*Work to complete*
1. In the forum discussion on youth sports training below, how many times a week does the last writer list speed and agility training?
2. Resume the forum discussion on youth sports training, starting after its final sentence.

*Reading text*
== Segment start ==

SBradley wrote:RetiredDI wrote:And from my experience and knowledge some teams make the girls do speed, agility and strength training! Exposing a child whose 10 years old and not even "done growing" to these elements is a recipe for disaster.
So, having grown up on a farm, where I was climbing trees, scaring cows out of pasture, chasing pigs (when grandpa wasn't watching), helping dad stack ricks of wood, running barefoot across gravel roads, eating strawberries right off the stem without washing them, snapping beans, etc.. I could go on and on and on and on. Your current day strength and agility training, is me being a 10 year old kid on the farm.
You thinking you can compare what you did to what these athletes do is unbelievable. I to "grew up on a farm", riding horses, being bucked off, chasing the pigs around, climbing up trees - jumping out of those trees, and like you said... I can go on and on. But you can't possible think running barefoot on gravel roads compares to the pain some face with medical issues in their legs, chin splints, sprains, etc. You can't compare snapping beans to throwing hundreds and hundreds of pitches. You can't compare climbing trees to being pushed as a child to do speed and agility training 2x a week + hitting lessons 2x a week + strength training 1x a week + travel ball practices 3x a week + playing on average 7 games in a weekend. I can easily go on and on about how hard I was pushed. How hard many of my teammates were pushed.

== Segment end ==

Records from a data source:
== Segment start ==

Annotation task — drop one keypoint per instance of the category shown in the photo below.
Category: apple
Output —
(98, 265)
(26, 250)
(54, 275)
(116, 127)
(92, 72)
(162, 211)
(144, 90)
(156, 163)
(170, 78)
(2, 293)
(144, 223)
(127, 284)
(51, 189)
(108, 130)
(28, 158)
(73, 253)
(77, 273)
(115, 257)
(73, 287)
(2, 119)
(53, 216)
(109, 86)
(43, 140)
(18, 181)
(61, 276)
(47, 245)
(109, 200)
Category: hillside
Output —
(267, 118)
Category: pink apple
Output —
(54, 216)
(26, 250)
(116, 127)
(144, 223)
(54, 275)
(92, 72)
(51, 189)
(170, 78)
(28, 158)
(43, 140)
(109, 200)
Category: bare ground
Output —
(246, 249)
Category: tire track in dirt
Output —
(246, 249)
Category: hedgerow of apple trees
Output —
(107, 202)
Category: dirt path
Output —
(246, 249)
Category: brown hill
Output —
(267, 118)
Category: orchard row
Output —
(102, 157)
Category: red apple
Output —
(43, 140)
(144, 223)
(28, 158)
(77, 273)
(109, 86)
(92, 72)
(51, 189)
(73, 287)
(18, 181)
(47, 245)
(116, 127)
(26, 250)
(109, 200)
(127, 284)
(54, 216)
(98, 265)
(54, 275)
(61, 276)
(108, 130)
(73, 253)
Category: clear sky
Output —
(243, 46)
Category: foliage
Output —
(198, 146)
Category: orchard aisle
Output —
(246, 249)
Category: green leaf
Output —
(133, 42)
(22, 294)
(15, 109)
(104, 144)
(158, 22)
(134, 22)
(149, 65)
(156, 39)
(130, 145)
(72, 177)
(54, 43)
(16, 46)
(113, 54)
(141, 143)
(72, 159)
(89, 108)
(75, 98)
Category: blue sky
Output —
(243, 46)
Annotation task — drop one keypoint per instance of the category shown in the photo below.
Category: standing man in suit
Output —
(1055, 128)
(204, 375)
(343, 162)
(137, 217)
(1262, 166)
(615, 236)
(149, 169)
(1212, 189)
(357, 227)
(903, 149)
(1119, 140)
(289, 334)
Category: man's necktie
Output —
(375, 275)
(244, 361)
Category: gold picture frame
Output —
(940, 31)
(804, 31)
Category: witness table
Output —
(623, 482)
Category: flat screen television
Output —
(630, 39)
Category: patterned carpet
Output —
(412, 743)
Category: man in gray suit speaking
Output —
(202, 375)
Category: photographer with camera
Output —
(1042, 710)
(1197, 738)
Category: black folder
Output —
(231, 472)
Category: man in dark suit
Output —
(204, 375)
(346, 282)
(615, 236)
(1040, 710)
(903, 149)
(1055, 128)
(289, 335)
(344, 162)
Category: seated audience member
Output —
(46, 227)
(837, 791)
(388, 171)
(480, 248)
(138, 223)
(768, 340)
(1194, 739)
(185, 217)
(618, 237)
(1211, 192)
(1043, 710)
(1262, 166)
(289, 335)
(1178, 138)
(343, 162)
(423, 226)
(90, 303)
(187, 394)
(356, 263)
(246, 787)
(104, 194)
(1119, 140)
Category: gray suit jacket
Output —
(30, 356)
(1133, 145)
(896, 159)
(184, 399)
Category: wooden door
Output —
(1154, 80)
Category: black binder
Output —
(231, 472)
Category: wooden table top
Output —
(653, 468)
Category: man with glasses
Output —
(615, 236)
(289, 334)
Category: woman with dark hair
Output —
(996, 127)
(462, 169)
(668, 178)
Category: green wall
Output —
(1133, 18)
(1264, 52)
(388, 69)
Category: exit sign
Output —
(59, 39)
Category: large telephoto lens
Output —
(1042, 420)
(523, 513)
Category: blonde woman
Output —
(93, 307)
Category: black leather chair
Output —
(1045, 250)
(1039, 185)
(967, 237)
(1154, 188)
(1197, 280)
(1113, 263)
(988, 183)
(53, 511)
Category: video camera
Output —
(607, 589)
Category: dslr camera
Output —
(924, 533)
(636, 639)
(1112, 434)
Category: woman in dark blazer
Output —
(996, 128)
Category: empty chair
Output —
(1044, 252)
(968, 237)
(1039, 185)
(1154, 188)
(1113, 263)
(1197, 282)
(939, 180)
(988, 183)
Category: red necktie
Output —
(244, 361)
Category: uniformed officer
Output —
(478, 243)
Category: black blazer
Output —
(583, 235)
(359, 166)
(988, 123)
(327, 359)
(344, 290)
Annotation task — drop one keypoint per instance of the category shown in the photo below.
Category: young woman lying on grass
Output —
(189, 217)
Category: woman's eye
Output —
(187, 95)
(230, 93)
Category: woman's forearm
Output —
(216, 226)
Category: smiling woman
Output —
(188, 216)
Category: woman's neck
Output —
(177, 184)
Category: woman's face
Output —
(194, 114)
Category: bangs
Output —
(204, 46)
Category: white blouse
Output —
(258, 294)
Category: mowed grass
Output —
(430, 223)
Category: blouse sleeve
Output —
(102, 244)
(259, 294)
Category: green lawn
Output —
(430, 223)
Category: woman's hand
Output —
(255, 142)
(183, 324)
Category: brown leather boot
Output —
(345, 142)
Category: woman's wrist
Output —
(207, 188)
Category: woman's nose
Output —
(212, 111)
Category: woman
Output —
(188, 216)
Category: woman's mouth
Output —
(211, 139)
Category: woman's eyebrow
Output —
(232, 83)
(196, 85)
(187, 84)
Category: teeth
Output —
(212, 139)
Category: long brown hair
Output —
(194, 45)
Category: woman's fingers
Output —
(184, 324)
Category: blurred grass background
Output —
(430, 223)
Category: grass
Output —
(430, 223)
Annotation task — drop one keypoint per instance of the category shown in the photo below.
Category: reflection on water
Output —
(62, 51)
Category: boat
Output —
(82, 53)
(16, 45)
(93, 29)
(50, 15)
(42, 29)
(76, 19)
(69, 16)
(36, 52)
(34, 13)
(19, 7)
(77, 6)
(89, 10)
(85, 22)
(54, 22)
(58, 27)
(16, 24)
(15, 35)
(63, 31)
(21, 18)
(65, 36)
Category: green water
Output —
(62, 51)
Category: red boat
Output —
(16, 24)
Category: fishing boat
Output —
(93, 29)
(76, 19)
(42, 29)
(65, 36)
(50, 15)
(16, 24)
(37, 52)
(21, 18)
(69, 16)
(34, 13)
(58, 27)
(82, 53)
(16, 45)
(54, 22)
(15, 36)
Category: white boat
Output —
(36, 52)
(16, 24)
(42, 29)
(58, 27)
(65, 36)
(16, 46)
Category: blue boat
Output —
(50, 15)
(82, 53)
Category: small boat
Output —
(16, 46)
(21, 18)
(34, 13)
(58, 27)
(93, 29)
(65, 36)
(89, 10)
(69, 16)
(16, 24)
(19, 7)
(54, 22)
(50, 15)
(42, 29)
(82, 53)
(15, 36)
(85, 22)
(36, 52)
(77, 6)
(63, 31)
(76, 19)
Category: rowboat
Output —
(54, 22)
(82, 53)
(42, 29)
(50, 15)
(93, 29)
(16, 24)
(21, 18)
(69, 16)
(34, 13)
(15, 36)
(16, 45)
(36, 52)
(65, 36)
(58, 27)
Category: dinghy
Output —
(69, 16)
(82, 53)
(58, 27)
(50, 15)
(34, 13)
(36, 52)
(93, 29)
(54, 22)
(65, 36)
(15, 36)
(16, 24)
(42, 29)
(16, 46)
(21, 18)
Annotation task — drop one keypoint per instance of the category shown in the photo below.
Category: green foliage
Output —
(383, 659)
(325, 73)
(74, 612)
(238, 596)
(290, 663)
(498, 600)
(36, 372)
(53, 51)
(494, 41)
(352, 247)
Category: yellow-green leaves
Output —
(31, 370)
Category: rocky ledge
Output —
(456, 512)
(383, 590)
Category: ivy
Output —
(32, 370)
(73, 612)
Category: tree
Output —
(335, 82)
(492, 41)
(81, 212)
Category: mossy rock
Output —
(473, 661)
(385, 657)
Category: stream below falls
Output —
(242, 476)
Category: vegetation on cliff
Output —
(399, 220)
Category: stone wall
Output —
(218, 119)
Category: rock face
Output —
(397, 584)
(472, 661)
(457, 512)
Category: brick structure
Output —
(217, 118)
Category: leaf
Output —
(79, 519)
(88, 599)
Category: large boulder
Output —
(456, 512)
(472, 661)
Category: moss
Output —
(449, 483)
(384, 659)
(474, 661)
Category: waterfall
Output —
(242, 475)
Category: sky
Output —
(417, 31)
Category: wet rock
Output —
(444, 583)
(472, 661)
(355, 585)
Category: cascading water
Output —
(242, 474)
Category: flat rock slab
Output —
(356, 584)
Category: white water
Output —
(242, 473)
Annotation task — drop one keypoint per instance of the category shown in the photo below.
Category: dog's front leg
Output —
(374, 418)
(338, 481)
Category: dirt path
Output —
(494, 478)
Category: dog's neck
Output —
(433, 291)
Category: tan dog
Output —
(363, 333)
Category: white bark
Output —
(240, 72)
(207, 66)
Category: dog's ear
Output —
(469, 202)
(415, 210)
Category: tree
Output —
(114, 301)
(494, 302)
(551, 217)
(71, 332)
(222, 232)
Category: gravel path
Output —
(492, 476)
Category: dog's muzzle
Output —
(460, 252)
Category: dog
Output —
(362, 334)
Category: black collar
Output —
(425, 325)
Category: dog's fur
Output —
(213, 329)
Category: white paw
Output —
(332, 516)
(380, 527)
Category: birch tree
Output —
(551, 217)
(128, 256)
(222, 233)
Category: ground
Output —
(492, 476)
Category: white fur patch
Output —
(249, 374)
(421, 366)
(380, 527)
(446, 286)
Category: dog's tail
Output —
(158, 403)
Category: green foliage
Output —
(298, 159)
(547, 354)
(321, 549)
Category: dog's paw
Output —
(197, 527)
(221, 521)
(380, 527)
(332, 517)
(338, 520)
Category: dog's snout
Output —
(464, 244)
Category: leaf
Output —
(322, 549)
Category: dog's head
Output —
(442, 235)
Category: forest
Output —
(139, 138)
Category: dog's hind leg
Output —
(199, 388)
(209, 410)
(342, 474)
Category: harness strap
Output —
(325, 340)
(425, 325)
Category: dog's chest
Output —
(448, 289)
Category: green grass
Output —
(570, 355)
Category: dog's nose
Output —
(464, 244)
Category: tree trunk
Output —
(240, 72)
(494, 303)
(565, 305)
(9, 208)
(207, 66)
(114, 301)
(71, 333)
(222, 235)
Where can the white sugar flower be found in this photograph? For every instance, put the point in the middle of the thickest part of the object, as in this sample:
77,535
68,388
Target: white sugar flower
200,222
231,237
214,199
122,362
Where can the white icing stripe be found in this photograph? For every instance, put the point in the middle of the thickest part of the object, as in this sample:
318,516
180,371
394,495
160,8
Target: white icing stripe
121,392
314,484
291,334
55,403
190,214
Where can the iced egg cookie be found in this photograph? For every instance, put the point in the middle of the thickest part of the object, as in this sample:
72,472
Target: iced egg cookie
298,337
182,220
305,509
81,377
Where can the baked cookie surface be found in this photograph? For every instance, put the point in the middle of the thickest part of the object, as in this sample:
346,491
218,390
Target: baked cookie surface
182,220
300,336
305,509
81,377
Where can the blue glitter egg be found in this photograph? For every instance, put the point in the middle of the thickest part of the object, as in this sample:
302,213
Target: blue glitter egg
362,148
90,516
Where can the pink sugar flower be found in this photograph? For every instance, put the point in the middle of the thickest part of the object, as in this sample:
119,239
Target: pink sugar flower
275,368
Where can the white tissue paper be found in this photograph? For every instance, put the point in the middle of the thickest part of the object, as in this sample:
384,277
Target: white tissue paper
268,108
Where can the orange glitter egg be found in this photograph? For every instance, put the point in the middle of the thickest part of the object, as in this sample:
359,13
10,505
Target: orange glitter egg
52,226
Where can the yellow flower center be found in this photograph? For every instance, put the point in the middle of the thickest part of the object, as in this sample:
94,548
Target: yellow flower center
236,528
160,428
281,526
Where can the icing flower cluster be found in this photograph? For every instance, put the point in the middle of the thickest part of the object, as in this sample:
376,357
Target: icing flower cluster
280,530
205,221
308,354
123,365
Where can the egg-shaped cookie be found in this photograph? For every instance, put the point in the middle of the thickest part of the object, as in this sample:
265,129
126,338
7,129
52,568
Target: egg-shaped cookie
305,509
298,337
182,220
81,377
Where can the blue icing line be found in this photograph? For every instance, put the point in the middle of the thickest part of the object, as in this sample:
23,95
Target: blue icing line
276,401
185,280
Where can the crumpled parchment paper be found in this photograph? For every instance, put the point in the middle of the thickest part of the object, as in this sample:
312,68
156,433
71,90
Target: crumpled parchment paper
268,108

== Segment end ==

*Responses per task*
1. Twice a week.

2.
Playing D1 softball was the most mentally and physically exhausting thing I ever did. So no, running around on a farm did not prepare me for that. Since that's your idea of speed and agility for children these days.
But this isn't the subject at hand. You pointed out ONE TINY SECTION of what I said that really wasn't even the main subject of what I had written. The subject at hand and the point I was making is that ATHLETES NEED LIMITS. ALL ATHLETES. ALL AGES. ALL POSITIONS. And the fact that in today's world we're pushing our children harder, quicker, sooner, to be the best, to play the game because you'll get a scholarship rather than enforcing the idea that WE PLAY THE GAME BECAUSE WE LOVE IT.